▸ Work order: Each line of the data that includes the string "chick" is to be copied out.
------------------------------
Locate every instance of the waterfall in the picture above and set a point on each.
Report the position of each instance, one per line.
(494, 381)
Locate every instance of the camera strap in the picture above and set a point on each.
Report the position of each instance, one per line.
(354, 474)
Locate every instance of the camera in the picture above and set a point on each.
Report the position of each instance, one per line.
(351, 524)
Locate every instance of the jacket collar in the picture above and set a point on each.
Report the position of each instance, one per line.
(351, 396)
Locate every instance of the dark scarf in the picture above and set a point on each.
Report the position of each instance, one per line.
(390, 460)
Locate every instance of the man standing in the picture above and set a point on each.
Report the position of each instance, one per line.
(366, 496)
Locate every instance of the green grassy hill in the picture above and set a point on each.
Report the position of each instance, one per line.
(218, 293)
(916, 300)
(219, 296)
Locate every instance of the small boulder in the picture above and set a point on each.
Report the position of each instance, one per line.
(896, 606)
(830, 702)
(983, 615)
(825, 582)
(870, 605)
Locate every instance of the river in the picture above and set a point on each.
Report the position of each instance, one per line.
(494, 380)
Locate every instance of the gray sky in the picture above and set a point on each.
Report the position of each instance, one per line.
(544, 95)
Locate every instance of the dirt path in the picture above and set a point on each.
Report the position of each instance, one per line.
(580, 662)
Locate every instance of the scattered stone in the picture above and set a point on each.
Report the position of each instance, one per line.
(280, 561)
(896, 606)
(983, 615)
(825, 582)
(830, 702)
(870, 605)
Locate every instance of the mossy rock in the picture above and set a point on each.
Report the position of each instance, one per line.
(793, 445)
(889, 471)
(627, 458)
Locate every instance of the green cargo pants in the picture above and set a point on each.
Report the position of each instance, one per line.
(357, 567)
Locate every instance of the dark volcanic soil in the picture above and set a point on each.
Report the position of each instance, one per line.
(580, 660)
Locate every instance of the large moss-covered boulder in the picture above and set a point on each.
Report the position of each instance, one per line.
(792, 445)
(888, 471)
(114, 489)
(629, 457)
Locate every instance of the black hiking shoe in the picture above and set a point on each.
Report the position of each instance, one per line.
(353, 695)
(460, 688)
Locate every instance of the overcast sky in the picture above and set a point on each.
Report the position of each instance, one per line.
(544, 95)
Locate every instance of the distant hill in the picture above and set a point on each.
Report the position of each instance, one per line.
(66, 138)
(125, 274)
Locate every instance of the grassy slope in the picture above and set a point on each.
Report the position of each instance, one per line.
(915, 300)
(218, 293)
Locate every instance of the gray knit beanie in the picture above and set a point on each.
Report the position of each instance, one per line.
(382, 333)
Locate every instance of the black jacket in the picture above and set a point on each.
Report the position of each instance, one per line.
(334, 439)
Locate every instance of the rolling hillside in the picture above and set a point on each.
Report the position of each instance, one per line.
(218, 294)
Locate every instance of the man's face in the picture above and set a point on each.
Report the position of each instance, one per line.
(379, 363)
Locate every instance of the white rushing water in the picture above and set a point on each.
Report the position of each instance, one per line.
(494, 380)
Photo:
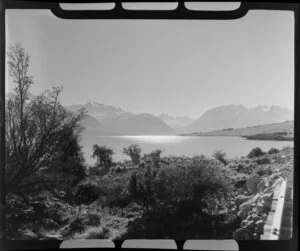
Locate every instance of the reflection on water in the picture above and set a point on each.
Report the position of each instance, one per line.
(178, 145)
(154, 139)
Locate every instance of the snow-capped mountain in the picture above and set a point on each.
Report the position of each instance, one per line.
(178, 123)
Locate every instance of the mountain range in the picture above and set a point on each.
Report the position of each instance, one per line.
(238, 116)
(107, 119)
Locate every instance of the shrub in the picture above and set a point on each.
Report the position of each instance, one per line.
(77, 225)
(263, 160)
(103, 155)
(134, 152)
(264, 171)
(273, 151)
(255, 152)
(220, 156)
(86, 193)
(96, 233)
(92, 219)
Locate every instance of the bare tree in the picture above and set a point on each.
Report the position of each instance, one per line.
(35, 130)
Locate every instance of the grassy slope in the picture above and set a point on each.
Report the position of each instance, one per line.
(287, 126)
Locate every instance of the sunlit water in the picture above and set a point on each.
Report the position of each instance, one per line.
(179, 145)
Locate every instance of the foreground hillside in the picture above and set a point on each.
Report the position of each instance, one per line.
(283, 127)
(205, 197)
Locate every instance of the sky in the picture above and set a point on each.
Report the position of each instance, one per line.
(160, 66)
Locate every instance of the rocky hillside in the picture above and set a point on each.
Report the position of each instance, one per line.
(238, 116)
(253, 200)
(283, 127)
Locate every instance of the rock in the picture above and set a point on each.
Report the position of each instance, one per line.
(256, 218)
(267, 200)
(268, 189)
(248, 236)
(250, 225)
(244, 223)
(49, 223)
(240, 233)
(259, 208)
(249, 217)
(261, 186)
(259, 223)
(27, 235)
(255, 236)
(258, 230)
(244, 209)
(53, 237)
(240, 199)
(253, 182)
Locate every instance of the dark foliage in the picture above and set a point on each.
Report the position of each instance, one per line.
(255, 152)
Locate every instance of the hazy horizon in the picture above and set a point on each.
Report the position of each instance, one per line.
(179, 68)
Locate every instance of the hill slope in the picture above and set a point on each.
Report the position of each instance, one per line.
(238, 116)
(283, 127)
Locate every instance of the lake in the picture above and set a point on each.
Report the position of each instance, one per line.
(179, 145)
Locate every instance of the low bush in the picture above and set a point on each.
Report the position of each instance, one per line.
(273, 151)
(262, 171)
(263, 160)
(220, 156)
(255, 152)
(91, 219)
(96, 233)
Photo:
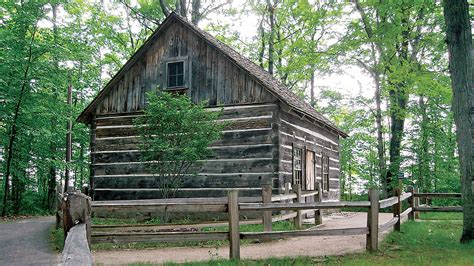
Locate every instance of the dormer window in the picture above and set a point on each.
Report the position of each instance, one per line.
(175, 72)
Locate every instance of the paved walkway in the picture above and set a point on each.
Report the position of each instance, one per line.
(301, 246)
(26, 242)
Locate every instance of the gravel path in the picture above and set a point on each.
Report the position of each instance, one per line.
(301, 246)
(26, 242)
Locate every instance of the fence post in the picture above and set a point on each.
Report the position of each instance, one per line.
(397, 209)
(267, 215)
(299, 216)
(234, 234)
(416, 203)
(411, 201)
(318, 216)
(372, 238)
(76, 210)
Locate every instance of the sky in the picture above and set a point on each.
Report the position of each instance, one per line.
(350, 81)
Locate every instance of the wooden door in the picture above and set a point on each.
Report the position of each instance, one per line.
(309, 184)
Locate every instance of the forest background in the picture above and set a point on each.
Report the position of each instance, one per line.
(378, 70)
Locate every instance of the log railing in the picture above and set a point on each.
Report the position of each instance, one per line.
(418, 208)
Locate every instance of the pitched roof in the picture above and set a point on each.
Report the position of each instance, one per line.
(262, 76)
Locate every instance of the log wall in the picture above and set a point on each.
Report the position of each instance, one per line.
(255, 148)
(295, 130)
(246, 157)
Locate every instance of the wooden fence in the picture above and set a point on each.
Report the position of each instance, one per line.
(234, 205)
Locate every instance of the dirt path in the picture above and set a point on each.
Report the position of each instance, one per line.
(26, 242)
(301, 246)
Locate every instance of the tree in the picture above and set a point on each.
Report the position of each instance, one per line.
(175, 134)
(459, 40)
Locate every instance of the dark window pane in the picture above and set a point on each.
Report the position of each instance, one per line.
(176, 74)
(173, 69)
(179, 80)
(172, 81)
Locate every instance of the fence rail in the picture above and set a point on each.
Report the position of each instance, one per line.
(233, 205)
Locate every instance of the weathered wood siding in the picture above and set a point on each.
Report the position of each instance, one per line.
(305, 134)
(212, 77)
(255, 148)
(245, 157)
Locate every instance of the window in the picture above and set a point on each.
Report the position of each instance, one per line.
(297, 166)
(325, 172)
(175, 74)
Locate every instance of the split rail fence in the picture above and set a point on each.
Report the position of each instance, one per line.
(234, 205)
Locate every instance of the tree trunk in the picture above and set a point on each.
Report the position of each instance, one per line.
(261, 52)
(13, 130)
(164, 7)
(424, 175)
(271, 37)
(195, 13)
(378, 122)
(68, 138)
(459, 40)
(311, 87)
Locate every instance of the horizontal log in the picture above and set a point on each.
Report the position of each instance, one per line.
(300, 233)
(228, 112)
(405, 196)
(282, 197)
(386, 226)
(437, 195)
(406, 212)
(217, 200)
(131, 130)
(303, 206)
(203, 180)
(169, 207)
(388, 202)
(245, 165)
(76, 249)
(438, 209)
(137, 237)
(239, 137)
(215, 153)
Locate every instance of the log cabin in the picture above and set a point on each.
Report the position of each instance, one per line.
(275, 138)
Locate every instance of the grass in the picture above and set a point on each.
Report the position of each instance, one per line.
(418, 243)
(278, 226)
(441, 216)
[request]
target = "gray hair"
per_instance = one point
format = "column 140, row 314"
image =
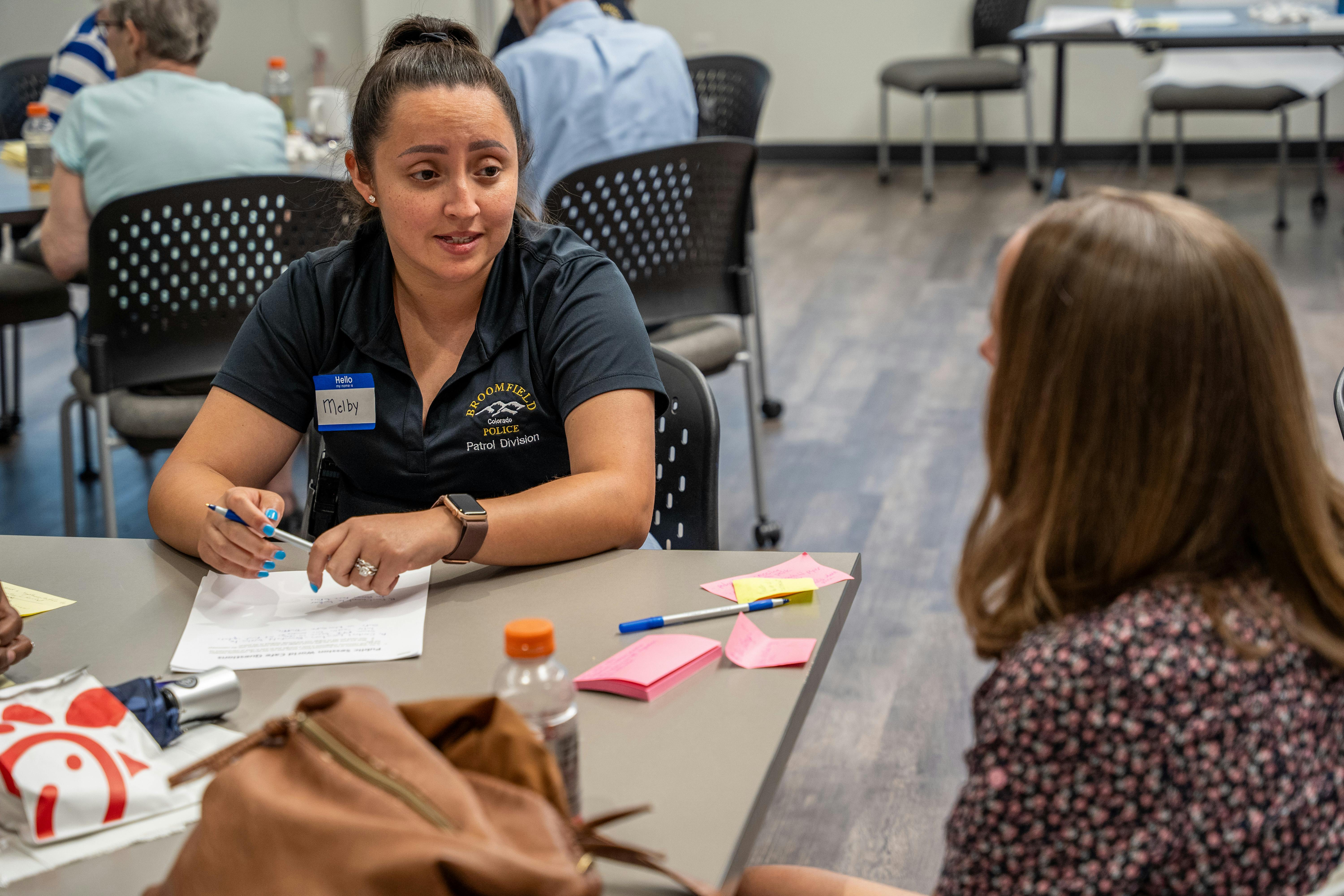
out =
column 177, row 30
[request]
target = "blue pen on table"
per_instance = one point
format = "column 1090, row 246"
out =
column 678, row 618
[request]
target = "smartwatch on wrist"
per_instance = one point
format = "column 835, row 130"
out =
column 472, row 516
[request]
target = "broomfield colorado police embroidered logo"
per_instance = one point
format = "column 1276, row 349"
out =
column 498, row 410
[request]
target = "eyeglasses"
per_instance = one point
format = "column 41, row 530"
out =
column 103, row 26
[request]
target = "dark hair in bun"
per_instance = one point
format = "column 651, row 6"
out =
column 424, row 52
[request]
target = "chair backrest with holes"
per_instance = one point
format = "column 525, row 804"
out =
column 174, row 272
column 730, row 92
column 686, row 500
column 22, row 82
column 991, row 21
column 674, row 221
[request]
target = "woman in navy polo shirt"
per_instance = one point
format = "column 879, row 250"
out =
column 454, row 347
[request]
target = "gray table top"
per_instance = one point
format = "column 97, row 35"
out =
column 1247, row 33
column 708, row 756
column 19, row 206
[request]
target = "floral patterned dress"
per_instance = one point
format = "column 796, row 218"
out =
column 1134, row 752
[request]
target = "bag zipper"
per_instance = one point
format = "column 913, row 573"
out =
column 357, row 764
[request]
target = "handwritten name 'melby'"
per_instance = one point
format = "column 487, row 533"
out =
column 339, row 406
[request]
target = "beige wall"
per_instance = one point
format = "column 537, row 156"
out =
column 249, row 33
column 825, row 60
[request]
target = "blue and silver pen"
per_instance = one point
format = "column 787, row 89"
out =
column 678, row 618
column 272, row 532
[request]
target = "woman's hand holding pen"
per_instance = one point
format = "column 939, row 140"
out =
column 390, row 542
column 243, row 550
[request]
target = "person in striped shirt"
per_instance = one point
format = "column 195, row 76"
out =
column 83, row 61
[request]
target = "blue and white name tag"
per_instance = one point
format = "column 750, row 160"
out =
column 345, row 402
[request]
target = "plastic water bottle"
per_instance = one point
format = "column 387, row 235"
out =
column 542, row 692
column 37, row 138
column 280, row 89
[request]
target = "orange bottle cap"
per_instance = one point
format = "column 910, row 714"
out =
column 526, row 639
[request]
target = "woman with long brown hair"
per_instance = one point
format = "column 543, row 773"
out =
column 1157, row 565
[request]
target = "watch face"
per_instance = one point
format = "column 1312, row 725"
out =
column 467, row 504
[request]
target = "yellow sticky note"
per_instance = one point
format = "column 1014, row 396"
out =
column 29, row 602
column 798, row 590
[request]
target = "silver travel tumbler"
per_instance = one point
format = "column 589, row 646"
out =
column 205, row 695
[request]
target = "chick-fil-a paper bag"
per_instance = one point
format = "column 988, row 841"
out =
column 73, row 761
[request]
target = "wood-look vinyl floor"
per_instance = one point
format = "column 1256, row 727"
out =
column 874, row 308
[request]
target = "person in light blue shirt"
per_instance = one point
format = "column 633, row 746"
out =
column 157, row 125
column 593, row 88
column 83, row 61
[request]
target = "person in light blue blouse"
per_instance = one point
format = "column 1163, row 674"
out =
column 593, row 88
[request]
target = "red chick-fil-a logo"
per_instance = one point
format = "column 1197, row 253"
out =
column 92, row 709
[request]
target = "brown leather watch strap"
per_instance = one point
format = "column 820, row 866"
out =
column 474, row 534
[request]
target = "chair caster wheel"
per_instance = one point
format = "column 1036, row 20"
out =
column 768, row 535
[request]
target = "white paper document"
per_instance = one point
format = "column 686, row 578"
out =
column 1069, row 19
column 264, row 624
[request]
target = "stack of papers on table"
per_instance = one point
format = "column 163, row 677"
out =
column 1069, row 19
column 265, row 624
column 651, row 667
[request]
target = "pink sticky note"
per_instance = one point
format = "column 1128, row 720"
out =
column 753, row 649
column 800, row 567
column 651, row 666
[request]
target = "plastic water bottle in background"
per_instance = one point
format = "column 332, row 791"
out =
column 280, row 89
column 37, row 138
column 542, row 692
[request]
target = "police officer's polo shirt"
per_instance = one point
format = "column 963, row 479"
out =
column 557, row 327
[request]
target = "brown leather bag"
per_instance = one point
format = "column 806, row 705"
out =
column 351, row 797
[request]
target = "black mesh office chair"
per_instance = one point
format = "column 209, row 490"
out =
column 22, row 82
column 730, row 92
column 173, row 275
column 686, row 503
column 28, row 292
column 674, row 221
column 991, row 21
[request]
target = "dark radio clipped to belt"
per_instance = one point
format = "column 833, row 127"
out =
column 323, row 492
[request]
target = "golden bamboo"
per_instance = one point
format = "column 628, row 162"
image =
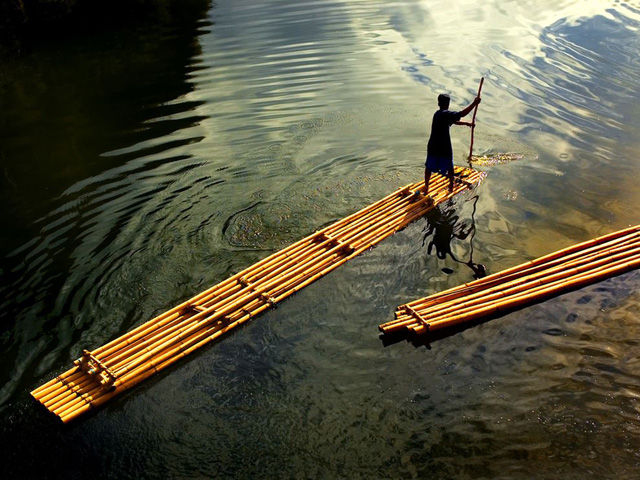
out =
column 547, row 276
column 170, row 336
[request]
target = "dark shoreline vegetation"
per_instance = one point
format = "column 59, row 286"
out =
column 23, row 20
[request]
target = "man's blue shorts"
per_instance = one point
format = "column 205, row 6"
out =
column 439, row 164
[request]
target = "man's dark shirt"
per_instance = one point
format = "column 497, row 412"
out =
column 440, row 142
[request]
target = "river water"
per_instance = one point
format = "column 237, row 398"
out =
column 144, row 162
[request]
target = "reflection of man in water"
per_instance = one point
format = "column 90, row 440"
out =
column 439, row 150
column 444, row 226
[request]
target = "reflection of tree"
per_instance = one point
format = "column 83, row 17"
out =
column 444, row 224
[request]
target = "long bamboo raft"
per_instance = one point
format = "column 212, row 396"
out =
column 101, row 374
column 531, row 282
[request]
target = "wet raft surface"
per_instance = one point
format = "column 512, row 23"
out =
column 101, row 374
column 549, row 276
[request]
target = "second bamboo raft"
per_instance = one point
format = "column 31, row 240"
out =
column 531, row 282
column 101, row 374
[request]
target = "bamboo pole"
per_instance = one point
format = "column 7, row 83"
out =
column 538, row 295
column 473, row 120
column 526, row 283
column 177, row 332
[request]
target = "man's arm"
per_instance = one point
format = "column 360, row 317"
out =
column 466, row 111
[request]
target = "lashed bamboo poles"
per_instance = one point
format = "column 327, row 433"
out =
column 105, row 372
column 548, row 276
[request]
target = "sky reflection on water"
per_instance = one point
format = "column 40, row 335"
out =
column 155, row 161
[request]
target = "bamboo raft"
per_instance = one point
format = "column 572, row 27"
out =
column 531, row 282
column 101, row 374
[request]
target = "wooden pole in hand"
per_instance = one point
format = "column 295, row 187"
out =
column 473, row 120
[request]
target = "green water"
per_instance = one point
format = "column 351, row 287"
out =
column 147, row 160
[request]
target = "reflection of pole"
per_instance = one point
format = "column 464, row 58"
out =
column 473, row 121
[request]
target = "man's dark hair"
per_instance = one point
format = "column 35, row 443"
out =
column 443, row 100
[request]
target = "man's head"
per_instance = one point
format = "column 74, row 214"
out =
column 443, row 100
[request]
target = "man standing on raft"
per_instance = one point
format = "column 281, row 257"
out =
column 439, row 150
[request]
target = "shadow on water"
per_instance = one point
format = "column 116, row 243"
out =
column 443, row 226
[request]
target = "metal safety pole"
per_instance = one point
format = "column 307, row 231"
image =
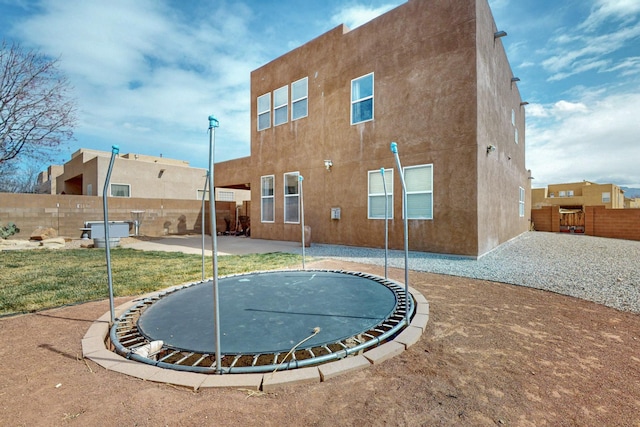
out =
column 213, row 124
column 105, row 191
column 300, row 179
column 394, row 150
column 386, row 226
column 204, row 195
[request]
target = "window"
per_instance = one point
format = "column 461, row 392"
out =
column 419, row 182
column 226, row 196
column 120, row 190
column 291, row 198
column 299, row 99
column 362, row 99
column 281, row 106
column 376, row 194
column 267, row 206
column 264, row 111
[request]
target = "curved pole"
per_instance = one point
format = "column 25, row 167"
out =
column 386, row 226
column 204, row 194
column 300, row 179
column 213, row 123
column 105, row 191
column 394, row 150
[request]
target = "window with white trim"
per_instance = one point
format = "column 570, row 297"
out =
column 291, row 198
column 226, row 196
column 299, row 99
column 264, row 111
column 376, row 194
column 280, row 106
column 362, row 99
column 267, row 202
column 419, row 182
column 120, row 190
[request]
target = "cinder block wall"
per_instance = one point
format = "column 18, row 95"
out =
column 67, row 214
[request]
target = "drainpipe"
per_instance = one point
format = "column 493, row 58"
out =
column 394, row 150
column 114, row 152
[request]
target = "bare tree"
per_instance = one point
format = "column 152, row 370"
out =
column 18, row 178
column 36, row 111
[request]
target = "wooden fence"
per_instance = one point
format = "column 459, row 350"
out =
column 598, row 221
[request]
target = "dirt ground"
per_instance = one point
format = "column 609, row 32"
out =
column 493, row 354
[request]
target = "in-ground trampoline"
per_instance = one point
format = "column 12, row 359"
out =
column 274, row 320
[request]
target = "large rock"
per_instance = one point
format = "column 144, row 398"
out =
column 54, row 243
column 42, row 233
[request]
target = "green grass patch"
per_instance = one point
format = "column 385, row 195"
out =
column 34, row 280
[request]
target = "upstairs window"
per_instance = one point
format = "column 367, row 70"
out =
column 120, row 190
column 376, row 194
column 419, row 182
column 281, row 106
column 362, row 99
column 264, row 111
column 299, row 99
column 291, row 198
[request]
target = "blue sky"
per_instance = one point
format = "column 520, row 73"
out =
column 148, row 73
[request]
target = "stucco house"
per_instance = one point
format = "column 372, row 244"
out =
column 431, row 75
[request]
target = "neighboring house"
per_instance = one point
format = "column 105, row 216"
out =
column 577, row 195
column 632, row 203
column 572, row 199
column 133, row 175
column 431, row 75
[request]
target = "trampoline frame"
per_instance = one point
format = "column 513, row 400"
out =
column 126, row 338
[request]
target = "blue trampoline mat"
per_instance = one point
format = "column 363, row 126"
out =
column 268, row 312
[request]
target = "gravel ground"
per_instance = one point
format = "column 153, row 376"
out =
column 605, row 271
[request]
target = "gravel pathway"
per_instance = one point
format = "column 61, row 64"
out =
column 605, row 271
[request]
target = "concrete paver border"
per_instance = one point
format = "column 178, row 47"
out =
column 94, row 348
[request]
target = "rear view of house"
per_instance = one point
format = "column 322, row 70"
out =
column 431, row 75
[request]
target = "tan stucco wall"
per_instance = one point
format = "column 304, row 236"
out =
column 502, row 172
column 423, row 56
column 148, row 176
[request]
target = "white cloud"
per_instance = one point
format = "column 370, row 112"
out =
------------------------------
▸ Solution for this problem:
target = "chick-fil-a paper bag"
target = "red chick-fil-a logo"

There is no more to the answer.